■ Document excerpt ■
[Start of section]

MADAM – The long running badgers and TB debate has rather expectedly reached new heights of Alice In Wonderland folly at the end of 2014.

Two new major ‘insights’ into the problem were achieved.

It was extremely helpful of minister Liz Truss, with chief vet Nigel Gibbens, plus scientific monitors Natural England to burn the midnight oil for the 5 o’clock announcement on Thursday, December 18 just as parliament ended.

It seems that this year’s two pilot badger culls were a great success; they were humane, most badgers died within five minutes of being shot; safe, no stray dog walkers shot inadvertently.

However, Dr Gibbens did admit that although the culls should continue another three years to 2017 (5 years in total) it was a bit worrying that the Gloucestershire cull only removed half the badgers necessary (again this year) due to ‘animal rights’ interference (274 instead of the 615 target; Somerset 341, was over the target of 316).

Meurig Raymond and the NFU farmers were delighted, so are urgently demanding a rollout of further pilots next year.

[End of section]

■ Exercise data ■
[Start of section]

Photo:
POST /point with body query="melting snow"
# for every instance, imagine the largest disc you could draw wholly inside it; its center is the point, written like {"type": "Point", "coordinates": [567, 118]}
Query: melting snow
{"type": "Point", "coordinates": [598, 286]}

[End of section]

■ Tasks for this exercise ■
1 – Answer these questions using the letter about badger culls:
(a) On what day and date was the announcement made?
(b) How many badgers did the Gloucestershire cull remove, and what was its target?
(c) Who is said to have been delighted?
2 – Copy the section of the letter about badger culls that begins with the words containing "It was extremely" and ends with "as parliament ended.".
3 – List every badger figure the letter about badger culls gives for the Gloucestershire and Somerset culls, and state what each one refers to.

■ Solution list ■
1 –
(a) Thursday, December 18
(b) 274 removed, against a target of 615
(c) Meurig Raymond and the NFU farmers

2 –
It was extremely helpful of minister Liz Truss, with chief vet Nigel Gibbens, plus scientific monitors Natural England to burn the midnight oil for the 5 o’clock announcement on Thursday, December 18 just as parliament ended.

3 –
- 274: the number the Gloucestershire cull removed
- 615: the Gloucestershire target
- 341: the Somerset figure, which was over its target
- 316: the Somerset target